» **Extrait de page**:
══════════════════════════════

Projet de décret modifiant le décret n° 84-431 du 6 juin 1984 fixant les dispositions statutaires communes applicables aux enseignants-chercheurs et portant statut particulier du corps des professeurs des universités et du corps des maîtres de conférences et portant diverses dispositions relatives aux enseignants-chercheurs.
Une analyse détaillée du projet de décret transmis par le ministère à la CP-CNU le 30 octobre 2008 a été réalisée par le Conseil d'administration de la CP-CNU qui s'est réuni par deux fois les 3 et 12 novembre 2008.
La CP-CNU estime que ce projet de décret contient des avancées notables pour le statut des enseignants-chercheurs, en particulier sur la reconnaissance des différentes missions qui sont aujourd'hui assurées par les universitaires, au-delà du strict service d'enseignement devant les étudiants et d'une activité de recherche.
Elle se félicite qu'un certain nombre de ses propositions, précisées dans le document remis à la commission Schwartz, aient été pris en compte : mise en place d'une évaluation quadriennale de tous les enseignants-chercheurs, évaluation de la totalité des activités (et pas uniquement du volet recherche), confortation du rôle du CNU dans sa mission d'évaluation.
Elle réaffirme son attachement à la dimension nationale des corps d'enseignants-chercheurs ainsi qu'à la dualité du métier (volet enseignement et volet recherche).
Elle constate que le projet de décret va dans le sens de la restriction de la dimension nationale du statut des enseignants-chercheurs, en particulier en ce qui concerne la remise en cause du contingent national des promotions et leur attribution par les seuls établissements sans cadrage national.
C'est pourquoi, elle tient à formuler un certain nombre de réserves et à effectuer des propositions pour améliorer un document qui, en l'état, n'est pas jugé satisfaisant.

A. Modulation des services

1. Principe de base
La CP-CNU est favorable à une modulation des services qui soit compatible avec les légitimes aspirations des enseignants-chercheurs et avec les impératifs de fonctionnement des universités et qui se fasse dans le respect des fondements de la dimension nationale des corps d'enseignants-chercheurs.

══════════════════════════════

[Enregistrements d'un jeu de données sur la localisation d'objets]
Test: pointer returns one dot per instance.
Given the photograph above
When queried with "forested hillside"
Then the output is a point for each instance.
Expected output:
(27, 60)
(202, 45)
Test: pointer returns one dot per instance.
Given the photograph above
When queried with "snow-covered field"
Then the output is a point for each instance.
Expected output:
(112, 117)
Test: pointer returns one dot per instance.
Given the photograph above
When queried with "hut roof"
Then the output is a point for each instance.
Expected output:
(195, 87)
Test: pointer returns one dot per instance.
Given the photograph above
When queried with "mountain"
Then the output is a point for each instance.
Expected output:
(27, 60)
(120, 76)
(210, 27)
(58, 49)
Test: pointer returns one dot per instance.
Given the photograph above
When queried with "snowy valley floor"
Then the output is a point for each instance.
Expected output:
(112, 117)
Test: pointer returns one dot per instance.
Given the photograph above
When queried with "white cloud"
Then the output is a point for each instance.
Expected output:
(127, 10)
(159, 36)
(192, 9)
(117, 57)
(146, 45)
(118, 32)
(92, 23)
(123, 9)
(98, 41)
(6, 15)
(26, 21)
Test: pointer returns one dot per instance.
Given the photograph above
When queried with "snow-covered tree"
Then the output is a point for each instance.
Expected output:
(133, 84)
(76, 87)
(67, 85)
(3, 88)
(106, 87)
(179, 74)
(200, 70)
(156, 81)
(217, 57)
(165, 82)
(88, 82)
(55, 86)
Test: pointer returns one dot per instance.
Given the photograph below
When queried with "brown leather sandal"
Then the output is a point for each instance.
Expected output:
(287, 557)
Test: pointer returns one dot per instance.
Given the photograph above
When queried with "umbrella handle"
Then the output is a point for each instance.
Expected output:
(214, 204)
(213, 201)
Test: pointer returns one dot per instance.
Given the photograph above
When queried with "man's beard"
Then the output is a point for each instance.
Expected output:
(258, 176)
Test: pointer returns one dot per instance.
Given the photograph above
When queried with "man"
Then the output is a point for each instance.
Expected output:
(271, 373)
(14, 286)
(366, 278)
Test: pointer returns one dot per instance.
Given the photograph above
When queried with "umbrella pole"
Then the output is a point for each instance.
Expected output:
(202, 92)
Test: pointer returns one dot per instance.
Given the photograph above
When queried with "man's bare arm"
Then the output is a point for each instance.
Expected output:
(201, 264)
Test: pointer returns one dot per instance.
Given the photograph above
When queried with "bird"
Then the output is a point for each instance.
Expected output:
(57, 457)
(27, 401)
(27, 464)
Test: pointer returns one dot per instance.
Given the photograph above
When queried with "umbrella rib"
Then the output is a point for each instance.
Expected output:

══════════════════════════════

» **Travail demandé**:
(A) Relevez chaque ligne de la liste qui contient la chaîne « covered ».
(B) Prolongez le texte sur le projet de décret en reprenant après sa dernière phrase.
Le texte sur le projet de décret et la liste proviennent de sources différentes.

» **Réponses attendues**:
(A)
When queried with "snow-covered field"
When queried with "snow-covered tree"

(B)
Pourtant, une modulation des services, telle qu'elle est instituée dans le projet de décret, sans convention écrite entre les personnels et la direction des établissements, sur une base uniquement annuelle, sans possibilité de recours devant une instance nationale et sans cadrage national de la définition des services est irrecevable dans son principe.
Par ailleurs, les modalités d'application qui sont envisagées (cadrage par le Conseil d'administration de l'université puis définition des services par le président de l'université) créent un risque de rupture d'égalité entre les enseignants-chercheurs. Cette rupture d'égalité entre des membres d'un corps national n'apparaît pas conforme à la Constitution et ne permet donc pas l'application de la modulation des services telle qu'elle est envisagée.
Enfin, la modulation ne doit pas se traduire systématiquement par un accroissement des charges d'enseignement car ceci reviendrait à établir une hiérarchie entre l'activité de recherche et celle d'enseignement et donc à dévaloriser la fonction d'enseignant.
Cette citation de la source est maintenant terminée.